Exercise brief
If a line in the entries includes "balustrade", show that line.

Exercise data
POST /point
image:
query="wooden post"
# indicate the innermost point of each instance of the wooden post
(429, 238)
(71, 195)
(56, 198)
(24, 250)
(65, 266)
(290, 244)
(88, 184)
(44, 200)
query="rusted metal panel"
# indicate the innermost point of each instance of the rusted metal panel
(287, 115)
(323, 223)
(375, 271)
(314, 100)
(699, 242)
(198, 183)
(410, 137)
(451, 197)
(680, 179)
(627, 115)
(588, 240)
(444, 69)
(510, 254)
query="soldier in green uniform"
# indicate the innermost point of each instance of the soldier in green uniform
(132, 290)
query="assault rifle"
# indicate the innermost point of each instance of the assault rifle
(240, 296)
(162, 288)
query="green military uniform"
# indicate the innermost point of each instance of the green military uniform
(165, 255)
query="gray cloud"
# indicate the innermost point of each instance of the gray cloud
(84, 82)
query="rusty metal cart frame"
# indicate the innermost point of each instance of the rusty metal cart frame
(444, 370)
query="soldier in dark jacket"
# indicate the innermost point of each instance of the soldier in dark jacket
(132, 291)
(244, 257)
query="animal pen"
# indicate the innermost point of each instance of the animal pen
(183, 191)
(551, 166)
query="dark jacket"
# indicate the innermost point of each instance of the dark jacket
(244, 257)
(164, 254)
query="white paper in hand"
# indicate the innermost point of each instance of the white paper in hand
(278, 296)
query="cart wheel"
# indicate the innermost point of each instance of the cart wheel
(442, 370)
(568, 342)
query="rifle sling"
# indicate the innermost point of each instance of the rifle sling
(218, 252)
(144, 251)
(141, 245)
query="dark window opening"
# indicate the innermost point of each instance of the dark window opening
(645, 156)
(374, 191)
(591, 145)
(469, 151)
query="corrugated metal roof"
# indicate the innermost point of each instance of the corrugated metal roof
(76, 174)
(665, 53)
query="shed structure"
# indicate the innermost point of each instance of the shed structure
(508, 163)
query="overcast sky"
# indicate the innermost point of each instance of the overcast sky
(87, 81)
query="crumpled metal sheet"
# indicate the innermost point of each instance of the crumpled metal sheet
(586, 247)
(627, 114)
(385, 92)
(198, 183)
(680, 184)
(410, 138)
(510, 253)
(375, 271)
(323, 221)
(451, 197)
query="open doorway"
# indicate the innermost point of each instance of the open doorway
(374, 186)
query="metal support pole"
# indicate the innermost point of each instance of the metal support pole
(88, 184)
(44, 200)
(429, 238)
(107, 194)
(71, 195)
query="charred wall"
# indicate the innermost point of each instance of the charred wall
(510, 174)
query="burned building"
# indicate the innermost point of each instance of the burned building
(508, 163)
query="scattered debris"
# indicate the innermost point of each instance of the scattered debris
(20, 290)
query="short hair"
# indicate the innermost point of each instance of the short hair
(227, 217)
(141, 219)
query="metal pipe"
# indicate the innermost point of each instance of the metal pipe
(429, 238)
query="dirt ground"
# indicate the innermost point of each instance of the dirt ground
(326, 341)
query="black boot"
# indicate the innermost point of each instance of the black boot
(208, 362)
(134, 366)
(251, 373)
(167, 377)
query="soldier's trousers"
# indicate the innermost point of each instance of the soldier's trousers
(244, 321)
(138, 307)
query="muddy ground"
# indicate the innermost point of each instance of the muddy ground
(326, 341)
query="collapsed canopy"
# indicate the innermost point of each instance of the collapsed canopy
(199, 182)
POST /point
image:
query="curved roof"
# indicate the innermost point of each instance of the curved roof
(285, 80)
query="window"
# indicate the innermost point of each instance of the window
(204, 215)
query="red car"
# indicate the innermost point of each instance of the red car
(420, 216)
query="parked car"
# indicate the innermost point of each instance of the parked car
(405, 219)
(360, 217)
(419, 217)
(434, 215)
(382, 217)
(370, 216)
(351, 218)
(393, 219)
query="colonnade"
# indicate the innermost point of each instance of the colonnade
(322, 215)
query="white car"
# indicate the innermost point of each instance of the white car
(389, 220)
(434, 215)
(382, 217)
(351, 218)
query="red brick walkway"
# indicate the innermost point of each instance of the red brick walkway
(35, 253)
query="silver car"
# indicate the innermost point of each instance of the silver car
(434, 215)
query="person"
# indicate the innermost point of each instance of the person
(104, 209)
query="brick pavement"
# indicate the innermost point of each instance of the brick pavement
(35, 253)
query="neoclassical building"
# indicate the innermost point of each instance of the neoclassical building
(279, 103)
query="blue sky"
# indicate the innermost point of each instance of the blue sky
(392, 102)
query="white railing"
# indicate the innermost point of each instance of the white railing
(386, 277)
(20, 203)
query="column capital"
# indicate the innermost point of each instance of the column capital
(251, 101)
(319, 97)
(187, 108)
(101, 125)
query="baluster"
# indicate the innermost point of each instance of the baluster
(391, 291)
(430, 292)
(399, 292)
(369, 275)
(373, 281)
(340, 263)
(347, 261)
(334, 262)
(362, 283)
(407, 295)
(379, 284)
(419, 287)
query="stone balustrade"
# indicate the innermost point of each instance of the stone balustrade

Expected answer
query="stone balustrade"
# indicate the innermost point of each instance of the stone balustrade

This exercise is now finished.